§ 読解文

大河原克行の「パソコン業界、東奔西走」
島根富士通でレノボPCを生産する日がやってくる?こだわりが詰まったFMV Note Cの生産ラインを初公開
2025年2月17日 06:01
島根富士通が、同社の長期ビジョン「SFJ Next 30」において、2050年に累計生産1億台を目指す新たな指針を発表した。
それに向けて、2030年度には基板実装ラインの100%自動化、組立工程における65%の自動化を計画。さらに、2030年度までに製造コストで2分の1、ラインリダクションで4分の1、物流リードタイムで6分の1など、意欲的な計画を打ち出した。
2025年1月に累計生産台数5,000万台に到達した島根富士通が、次の新たな目標に踏み出すことになる。その目標の中には、レノボブランドのPCを、島根富士通が生産する可能性が含まれるものとなる。
島根県出雲市の島根富士通を訪れ、新たな目標について聞くとともに、2025年1月から出荷を開始したFMV Note Cの生産ラインを取材した。
累計生産5,000万台を達成した国内最大のPC工場
島根富士通は、富士通クライアントコンピューティング(FCCL)の生産子会社であり、2025年1月20日に、PCの累計生産台数が5,000万台に到達した。国内のPC生産拠点としては初めてとなる。
島根富士通は、1989年12月に設立。1990年10月から富士通初のPC専門工場として操業しており、34年4カ月で5,000万台に到達したことになる。
今回、新たに公表した累計生産1億台の目標は、今後25年間で5,000万台を生産するという長期的な視点に立ったもので、生産能力をさらに拡大するとともに、グローバル向けPCの生産にも踏み出すという、これまでにはない島根富士通の新たな決意を示したものになる。
島根富士通の神門明社長は、「2050年に1億台という目標を新たに掲げた。そして、今後3年間で、累計生産6,000万台を達成したい」と意気込む。

§ 練習課題
読解文で、島根富士通が2030年度に向けて掲げている数値目標を、述べられているものすべて挙げてください。

§ 提示情報
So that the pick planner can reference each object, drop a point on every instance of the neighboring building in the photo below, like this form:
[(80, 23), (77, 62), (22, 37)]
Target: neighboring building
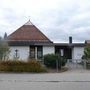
[(29, 42)]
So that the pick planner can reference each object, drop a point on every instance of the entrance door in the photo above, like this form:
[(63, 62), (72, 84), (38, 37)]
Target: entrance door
[(36, 52), (32, 51)]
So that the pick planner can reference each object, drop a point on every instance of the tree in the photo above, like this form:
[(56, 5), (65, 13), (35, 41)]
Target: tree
[(4, 49)]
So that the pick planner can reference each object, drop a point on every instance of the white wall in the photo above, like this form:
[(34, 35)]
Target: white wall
[(48, 50), (23, 52), (77, 52)]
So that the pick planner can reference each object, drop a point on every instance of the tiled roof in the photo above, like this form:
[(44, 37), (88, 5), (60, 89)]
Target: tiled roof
[(28, 32), (87, 41)]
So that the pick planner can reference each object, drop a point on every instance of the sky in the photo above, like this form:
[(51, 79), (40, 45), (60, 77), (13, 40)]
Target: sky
[(57, 19)]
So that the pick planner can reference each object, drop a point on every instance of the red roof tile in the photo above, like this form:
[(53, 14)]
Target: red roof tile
[(28, 32)]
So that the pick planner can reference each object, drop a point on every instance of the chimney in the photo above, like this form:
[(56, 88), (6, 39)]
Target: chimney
[(70, 40)]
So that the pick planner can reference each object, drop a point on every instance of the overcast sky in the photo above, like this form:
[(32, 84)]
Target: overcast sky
[(57, 19)]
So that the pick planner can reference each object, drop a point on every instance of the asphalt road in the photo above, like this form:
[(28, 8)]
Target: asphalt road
[(70, 80)]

§ 課題への解答
・基板実装ラインの100%自動化
・組立工程における65%の自動化
・製造コストで2分の1
・ラインリダクションで4分の1
・物流リードタイムで6分の1